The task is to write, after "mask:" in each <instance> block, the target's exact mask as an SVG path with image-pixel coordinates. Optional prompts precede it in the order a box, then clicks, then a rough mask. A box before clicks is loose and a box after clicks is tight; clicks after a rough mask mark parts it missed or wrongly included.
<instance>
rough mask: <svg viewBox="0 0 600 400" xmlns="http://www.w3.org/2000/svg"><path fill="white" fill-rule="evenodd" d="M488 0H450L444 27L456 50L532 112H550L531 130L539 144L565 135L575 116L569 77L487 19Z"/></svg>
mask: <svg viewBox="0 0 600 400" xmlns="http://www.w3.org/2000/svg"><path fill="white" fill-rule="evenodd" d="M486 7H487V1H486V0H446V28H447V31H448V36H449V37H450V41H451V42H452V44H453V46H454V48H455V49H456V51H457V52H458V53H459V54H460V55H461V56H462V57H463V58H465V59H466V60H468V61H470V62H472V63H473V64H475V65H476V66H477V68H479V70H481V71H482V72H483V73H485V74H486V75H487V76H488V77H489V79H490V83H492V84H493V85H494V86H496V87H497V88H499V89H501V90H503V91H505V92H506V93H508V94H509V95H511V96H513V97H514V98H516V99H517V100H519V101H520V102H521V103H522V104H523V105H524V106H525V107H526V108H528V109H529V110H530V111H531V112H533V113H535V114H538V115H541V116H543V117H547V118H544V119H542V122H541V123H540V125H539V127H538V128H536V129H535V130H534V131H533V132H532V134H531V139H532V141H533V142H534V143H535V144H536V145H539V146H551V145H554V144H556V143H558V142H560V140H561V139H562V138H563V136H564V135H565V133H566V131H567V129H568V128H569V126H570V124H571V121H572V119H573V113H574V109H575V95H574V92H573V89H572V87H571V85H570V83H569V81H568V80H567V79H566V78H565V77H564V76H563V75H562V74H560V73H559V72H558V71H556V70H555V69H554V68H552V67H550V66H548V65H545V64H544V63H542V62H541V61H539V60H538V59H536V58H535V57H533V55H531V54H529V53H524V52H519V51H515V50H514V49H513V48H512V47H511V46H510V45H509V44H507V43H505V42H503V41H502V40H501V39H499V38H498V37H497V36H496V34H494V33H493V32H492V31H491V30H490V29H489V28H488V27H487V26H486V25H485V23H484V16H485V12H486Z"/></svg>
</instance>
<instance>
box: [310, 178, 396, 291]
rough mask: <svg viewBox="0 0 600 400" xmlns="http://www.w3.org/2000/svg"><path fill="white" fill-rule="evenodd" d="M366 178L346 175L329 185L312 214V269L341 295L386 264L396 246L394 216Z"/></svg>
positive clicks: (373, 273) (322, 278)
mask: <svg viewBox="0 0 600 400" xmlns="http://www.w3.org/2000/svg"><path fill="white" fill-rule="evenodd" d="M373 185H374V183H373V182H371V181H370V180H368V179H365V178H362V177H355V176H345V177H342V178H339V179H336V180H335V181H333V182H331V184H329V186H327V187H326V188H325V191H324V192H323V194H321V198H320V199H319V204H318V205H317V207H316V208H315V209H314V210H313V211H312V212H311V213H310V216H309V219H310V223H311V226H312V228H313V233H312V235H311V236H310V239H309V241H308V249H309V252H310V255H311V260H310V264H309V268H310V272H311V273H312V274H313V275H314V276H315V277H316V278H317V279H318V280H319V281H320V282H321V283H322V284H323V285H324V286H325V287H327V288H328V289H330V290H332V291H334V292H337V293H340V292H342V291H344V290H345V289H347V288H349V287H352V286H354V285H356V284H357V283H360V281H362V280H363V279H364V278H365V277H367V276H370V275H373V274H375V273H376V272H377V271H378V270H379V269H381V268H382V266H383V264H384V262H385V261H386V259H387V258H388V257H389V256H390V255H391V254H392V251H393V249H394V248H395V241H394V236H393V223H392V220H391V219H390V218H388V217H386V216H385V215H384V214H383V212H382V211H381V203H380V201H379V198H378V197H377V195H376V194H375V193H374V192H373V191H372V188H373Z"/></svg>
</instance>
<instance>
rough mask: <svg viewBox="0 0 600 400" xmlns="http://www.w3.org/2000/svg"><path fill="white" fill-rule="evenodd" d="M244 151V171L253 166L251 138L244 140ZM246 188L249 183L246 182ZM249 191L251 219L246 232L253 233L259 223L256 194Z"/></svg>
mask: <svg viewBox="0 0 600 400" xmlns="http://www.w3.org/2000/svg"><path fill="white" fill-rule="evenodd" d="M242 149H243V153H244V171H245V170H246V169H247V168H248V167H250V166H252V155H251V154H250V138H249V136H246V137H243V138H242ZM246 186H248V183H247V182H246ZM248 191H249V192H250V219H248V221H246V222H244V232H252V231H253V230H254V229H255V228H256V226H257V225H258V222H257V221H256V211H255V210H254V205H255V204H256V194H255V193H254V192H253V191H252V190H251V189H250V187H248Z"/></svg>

------

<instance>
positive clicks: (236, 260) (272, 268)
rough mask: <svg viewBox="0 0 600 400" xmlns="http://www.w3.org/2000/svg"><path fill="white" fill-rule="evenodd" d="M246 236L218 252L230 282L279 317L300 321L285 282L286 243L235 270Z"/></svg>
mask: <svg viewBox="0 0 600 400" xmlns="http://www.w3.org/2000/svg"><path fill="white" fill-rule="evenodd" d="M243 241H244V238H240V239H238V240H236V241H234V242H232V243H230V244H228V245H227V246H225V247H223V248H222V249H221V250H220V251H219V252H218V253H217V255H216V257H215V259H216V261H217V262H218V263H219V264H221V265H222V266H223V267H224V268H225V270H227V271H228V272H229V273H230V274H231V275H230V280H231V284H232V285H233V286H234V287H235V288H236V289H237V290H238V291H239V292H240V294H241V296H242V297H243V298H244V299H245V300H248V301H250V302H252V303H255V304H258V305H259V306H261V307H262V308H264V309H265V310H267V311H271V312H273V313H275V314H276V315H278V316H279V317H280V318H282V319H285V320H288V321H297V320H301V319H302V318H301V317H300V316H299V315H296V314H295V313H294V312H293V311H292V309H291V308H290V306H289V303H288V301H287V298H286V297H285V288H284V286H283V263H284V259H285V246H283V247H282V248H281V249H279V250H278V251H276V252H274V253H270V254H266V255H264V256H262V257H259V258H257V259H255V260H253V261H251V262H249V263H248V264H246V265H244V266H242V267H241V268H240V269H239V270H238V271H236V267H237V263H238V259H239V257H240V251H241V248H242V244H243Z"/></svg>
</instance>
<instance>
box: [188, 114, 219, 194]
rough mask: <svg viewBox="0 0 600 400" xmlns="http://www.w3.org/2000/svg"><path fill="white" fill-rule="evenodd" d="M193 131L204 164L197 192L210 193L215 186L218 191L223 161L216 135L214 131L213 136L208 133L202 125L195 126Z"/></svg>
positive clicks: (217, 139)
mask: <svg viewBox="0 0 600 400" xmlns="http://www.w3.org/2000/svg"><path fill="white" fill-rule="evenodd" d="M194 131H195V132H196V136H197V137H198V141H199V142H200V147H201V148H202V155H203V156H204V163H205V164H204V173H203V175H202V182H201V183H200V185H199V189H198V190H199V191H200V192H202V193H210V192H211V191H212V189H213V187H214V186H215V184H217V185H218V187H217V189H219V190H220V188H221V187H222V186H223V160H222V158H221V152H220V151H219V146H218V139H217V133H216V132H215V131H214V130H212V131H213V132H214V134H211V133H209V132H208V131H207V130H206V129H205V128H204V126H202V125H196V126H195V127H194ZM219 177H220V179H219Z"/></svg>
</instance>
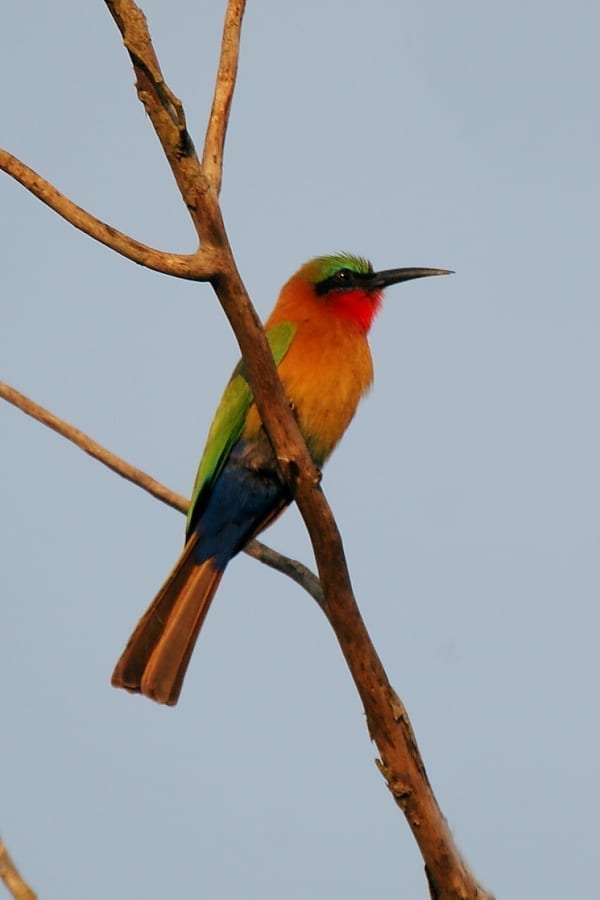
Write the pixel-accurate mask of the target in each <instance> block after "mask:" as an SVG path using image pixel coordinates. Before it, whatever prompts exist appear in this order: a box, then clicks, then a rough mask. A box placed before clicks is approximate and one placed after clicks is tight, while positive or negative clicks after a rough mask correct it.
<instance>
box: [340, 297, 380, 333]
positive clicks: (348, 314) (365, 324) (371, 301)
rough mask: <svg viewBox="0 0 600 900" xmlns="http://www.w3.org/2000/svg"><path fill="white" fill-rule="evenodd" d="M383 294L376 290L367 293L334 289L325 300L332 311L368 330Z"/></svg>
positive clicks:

------

TASK OBJECTIVE: Give back exactly the lines of the listing above that run from the line with "box: [188, 114, 219, 194]" to the line with "131L204 164L197 192L210", inclusive.

SOLUTION FOR THIS EXERCISE:
box: [188, 114, 219, 194]
rough mask: <svg viewBox="0 0 600 400" xmlns="http://www.w3.org/2000/svg"><path fill="white" fill-rule="evenodd" d="M193 131L204 164L197 192L210 193L215 186L218 191L223 161L216 135L214 131L213 136L208 133L202 125L195 126Z"/></svg>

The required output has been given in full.